_PROVIDED TEXT_.
--- Begin ---

Should be fixed, let me know what it does for you.

mlissner · 2020-06-09T06:43:49Z

courts_db/data/courts.json

@@ -17440,7 +17426,7 @@
            }
        ],
        "name": "Decisions of the Federal Communications Commission",
-        "level": "",
+        "level": null,


This is philosophical, but generally I follow Django's approach to empty strings, which is:

In most cases, it’s redundant to have two possible values for “no data;” the Django convention is to use the empty string, not NULL.

(https://docs.djangoproject.com/en/3.0/ref/models/fields/#django.db.models.Field.null)

I've argued about it before, but I think the convention makes enough sense that it's worth it just to be consistent throughout FLP. I guess I'd listen to opposing views, but I usually appreciate knowing that strings with no value are "" instead of either null or "".

Something tells me courts-db is already using null in this way though....hrm. If that's the case, I feel ambivalent about changing all of courts-db to use "" instead of null, though I still kind of feel like it'd be worth it.

Oof...I'm not well acquainted with Django-land, but that seems like a really weird convention. To me, empty string means empty string, not absence of data. How does that even really help? You're just doing a different check (if x == "" instead of if x is None).

In any event, for the level element here, it is constrained by an enum so you would never have to guess whether you're getting an empty string or a null. The enum in the schema tells you only one of those is valid. See: https://github.com/freelawproject/courts-db/pull/10/files#diff-11aaec965ced488b7af5aa03d35c580dR32-R43

Courts-DB was in fact using a lot of empty strings, but I changed them to nulls in a7297bc.

In any event, for the level element here, it is constrained by an enum so you would never have to guess whether you're getting an empty string or a null

That assumes you remember that there's a schema and what's in it. The nice thing about sticking with the convention is that you always know that "no data" is "", no matter where you are in the code base.

You're just doing a different check (if x == "" instead of if x is None)

In Django, you can almost always do x == "" precisely because the convention is there. Without it, you have to do x == "" or x is None, because "no data" can have multiple values.

If I win you over a bit, let's switch it back. If you feel like I'm wrong, and see no value in Django's approach, very well.

mlissner · 2020-06-10T00:01:28Z

I also just noticed that black is failing you. You should be able to install it pretty easily, and then once you have it, you just do black . in your code directory, and it should do the right thing.

--- End ---

_RECORDED INFORMATION_.
--- Begin ---

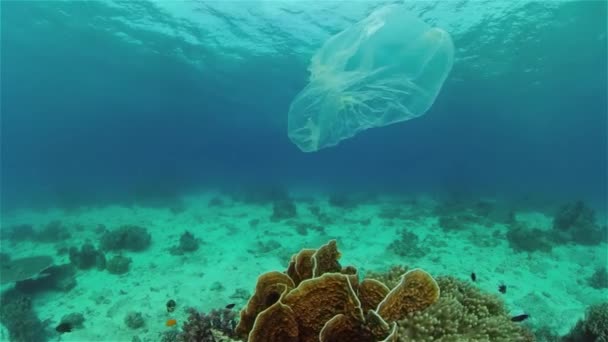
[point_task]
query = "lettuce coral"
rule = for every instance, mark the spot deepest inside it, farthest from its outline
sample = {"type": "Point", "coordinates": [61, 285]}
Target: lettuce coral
{"type": "Point", "coordinates": [326, 302]}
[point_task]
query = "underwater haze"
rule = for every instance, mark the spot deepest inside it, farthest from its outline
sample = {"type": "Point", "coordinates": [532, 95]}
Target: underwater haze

--- End ---

_PROBLEM TO WORK ON_. Can you return the stretch of the thread on empty strings versus null from "This is philosophical, but" through "be worth it.", word for word? The rows aren't needed for this.

_RESPONSE FOR THIS EXERCISE_.
This is philosophical, but generally I follow Django's approach to empty strings, which is:

In most cases, it’s redundant to have two possible values for “no data;” the Django convention is to use the empty string, not NULL.

(https://docs.djangoproject.com/en/3.0/ref/models/fields/#django.db.models.Field.null)

I've argued about it before, but I think the convention makes enough sense that it's worth it just to be consistent throughout FLP. I guess I'd listen to opposing views, but I usually appreciate knowing that strings with no value are "" instead of either null or "".

Something tells me courts-db is already using null in this way though....hrm. If that's the case, I feel ambivalent about changing all of courts-db to use "" instead of null, though I still kind of feel like it'd be worth it.